**DATA SECTION**
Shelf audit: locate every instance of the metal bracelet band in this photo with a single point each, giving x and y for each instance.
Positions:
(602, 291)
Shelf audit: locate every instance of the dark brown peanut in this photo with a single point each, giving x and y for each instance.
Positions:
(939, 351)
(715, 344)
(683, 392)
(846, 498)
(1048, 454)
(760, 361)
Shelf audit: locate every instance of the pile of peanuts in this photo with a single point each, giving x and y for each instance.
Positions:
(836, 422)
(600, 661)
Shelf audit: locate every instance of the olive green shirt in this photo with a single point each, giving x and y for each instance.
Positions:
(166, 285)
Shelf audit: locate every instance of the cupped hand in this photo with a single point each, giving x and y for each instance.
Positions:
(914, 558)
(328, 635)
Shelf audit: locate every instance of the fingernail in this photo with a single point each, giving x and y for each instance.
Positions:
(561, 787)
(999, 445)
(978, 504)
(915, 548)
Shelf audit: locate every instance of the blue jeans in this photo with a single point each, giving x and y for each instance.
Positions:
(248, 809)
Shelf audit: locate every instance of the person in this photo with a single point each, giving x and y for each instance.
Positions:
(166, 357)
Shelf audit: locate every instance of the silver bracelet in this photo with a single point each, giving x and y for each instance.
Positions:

**REQUIREMENTS**
Rescale the rows above by repeating every line, requests included. Multiply each x and y point coordinate in the answers by 2.05 and round it to the nearest whole number, with halves rounded up.

**EXERCISE RESPONSE**
Shelf audit: locate every instance of the metal bracelet band in this photo with a single point each, giving x and y for each instance.
Positions:
(1234, 597)
Shelf audit: locate every instance of the dark brown peanut in this photo with a single point each, giving x and y for each instance.
Positions:
(1925, 720)
(1466, 705)
(1400, 804)
(1734, 1021)
(2148, 931)
(1558, 740)
Shelf audit: locate every instance of the pile of peanuts in this photo with a single point each, giving x and y for each instance.
Positions:
(1714, 865)
(1230, 1355)
Shelf audit: locate every instance of the olive green shirt in this photo with a single point each, giving x and y for each instance.
Positions:
(340, 584)
Shelf audit: locate every instance of the cupped hand in this photo with a single point each, giving x and y for each instance.
Positions:
(1874, 1144)
(672, 1302)
Shelf audit: locate every instance of the fingernail in this photo with a single point each, giving x and y for each instance.
Positions:
(1150, 1613)
(2048, 912)
(2005, 1033)
(1876, 1123)
Shelf audit: locate every instance of the blue jeans in this photo with a single point each, giving x and y for each instance.
Positions:
(508, 1658)
Shelf audit: locate every instance of the person in this photo with a single point each, giving x and y for each instance.
Positions:
(340, 732)
Shelf audit: locate every instance of the silver bracelet in this photo with a single point each, giving x and y for each instance.
Positions:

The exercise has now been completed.